Supplied passage

## BEGIN

Illuminated by Water, by Malachy TallackIlluminated by Water, by Malachy Tallack
Illuminated by Water, by Malachy Tallack

Tallack is a Shetlander who has loved angling since he was a boy and has fished all over the world, and the highest praise I can give this book is to say that it sits comfortably and deservedly along side The Compleat Angler on the shelf. One might add that Buchan would surely have loved it, for the finest chapter of his poaching novel, John Macnab, is the description of Edward Leithen catching his illicit salmon.

Tallack is, of course, good on the salmon, the King of Fish in our waters, “enigmatic, unpredictable and extremely strong” – so much so that I have never hooked one myself, except once when trolling from a boat on Loch Awe (it escaped.)

Tallack, however, is “not quite as awed by salmon as some anglers seem to be.” For him, the trout, and especially the brown trout, is “unsurpassable, beautiful beyond compare”, its only rival the char, a small fish of the salmon family found in mountain lochs, lakes and rivers.

## END

Data section
## BEGIN

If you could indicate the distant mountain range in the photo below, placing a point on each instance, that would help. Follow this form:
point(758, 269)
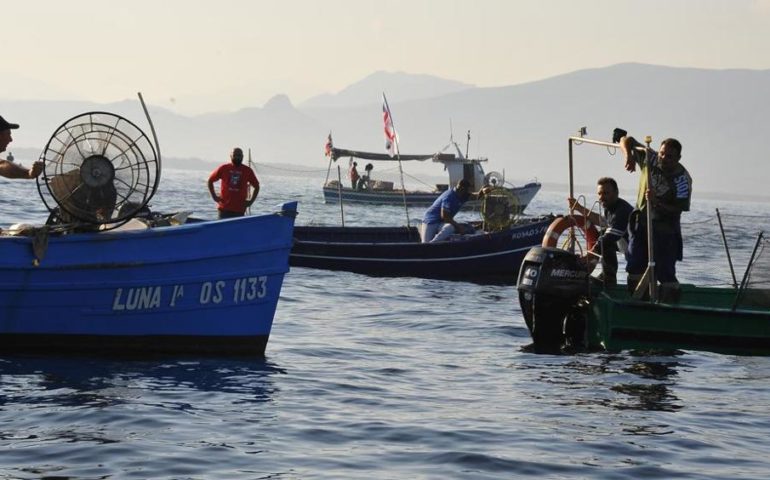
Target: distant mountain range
point(720, 116)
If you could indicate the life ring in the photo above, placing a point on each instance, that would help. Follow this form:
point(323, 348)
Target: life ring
point(558, 226)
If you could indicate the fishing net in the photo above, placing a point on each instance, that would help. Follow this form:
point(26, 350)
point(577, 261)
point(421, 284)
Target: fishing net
point(100, 169)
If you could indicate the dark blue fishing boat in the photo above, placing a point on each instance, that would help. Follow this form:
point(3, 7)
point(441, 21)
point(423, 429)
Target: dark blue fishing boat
point(397, 251)
point(186, 288)
point(105, 275)
point(458, 166)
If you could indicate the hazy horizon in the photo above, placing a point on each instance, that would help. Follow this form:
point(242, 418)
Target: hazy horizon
point(192, 58)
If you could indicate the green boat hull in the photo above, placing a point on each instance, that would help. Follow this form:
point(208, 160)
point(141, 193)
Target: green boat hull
point(702, 319)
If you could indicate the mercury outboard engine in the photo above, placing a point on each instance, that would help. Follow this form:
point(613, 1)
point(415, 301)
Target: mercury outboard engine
point(552, 282)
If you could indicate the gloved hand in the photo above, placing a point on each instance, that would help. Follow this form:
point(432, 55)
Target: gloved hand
point(617, 134)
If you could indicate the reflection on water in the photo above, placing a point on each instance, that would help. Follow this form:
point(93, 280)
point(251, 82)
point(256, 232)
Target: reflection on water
point(99, 382)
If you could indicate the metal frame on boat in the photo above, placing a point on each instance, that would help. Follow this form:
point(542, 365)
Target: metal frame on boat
point(563, 305)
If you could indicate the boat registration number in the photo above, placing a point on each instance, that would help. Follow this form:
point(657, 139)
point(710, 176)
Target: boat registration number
point(239, 290)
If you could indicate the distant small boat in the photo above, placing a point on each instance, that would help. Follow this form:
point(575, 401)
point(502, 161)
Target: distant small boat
point(192, 288)
point(397, 251)
point(378, 192)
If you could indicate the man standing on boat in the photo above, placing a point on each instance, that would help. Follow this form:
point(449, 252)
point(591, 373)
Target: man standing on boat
point(354, 176)
point(668, 194)
point(438, 222)
point(9, 169)
point(235, 179)
point(615, 225)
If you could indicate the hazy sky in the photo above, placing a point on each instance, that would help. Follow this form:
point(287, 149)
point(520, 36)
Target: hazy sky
point(226, 54)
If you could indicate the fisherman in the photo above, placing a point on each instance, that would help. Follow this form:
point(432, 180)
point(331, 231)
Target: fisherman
point(668, 194)
point(364, 182)
point(438, 223)
point(354, 176)
point(9, 169)
point(614, 221)
point(235, 180)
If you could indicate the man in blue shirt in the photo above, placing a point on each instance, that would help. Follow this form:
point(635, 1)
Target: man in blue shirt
point(438, 222)
point(614, 222)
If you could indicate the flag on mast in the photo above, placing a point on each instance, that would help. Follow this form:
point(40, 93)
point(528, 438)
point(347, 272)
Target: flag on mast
point(328, 146)
point(391, 137)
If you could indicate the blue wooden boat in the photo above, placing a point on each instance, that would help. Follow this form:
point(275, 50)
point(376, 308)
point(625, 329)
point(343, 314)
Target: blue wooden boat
point(377, 196)
point(397, 251)
point(207, 287)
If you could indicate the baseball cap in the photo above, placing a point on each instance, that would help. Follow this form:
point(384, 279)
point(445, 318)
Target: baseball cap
point(7, 126)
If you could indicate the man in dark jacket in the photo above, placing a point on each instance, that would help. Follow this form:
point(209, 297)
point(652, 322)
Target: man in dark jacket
point(614, 221)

## END

What to do
Return the part of the book review that begins at the words "Tallack is a" and stops after "Awe (it escaped.)", copied word for word.

The solution
Tallack is a Shetlander who has loved angling since he was a boy and has fished all over the world, and the highest praise I can give this book is to say that it sits comfortably and deservedly along side The Compleat Angler on the shelf. One might add that Buchan would surely have loved it, for the finest chapter of his poaching novel, John Macnab, is the description of Edward Leithen catching his illicit salmon.

Tallack is, of course, good on the salmon, the King of Fish in our waters, “enigmatic, unpredictable and extremely strong” – so much so that I have never hooked one myself, except once when trolling from a boat on Loch Awe (it escaped.)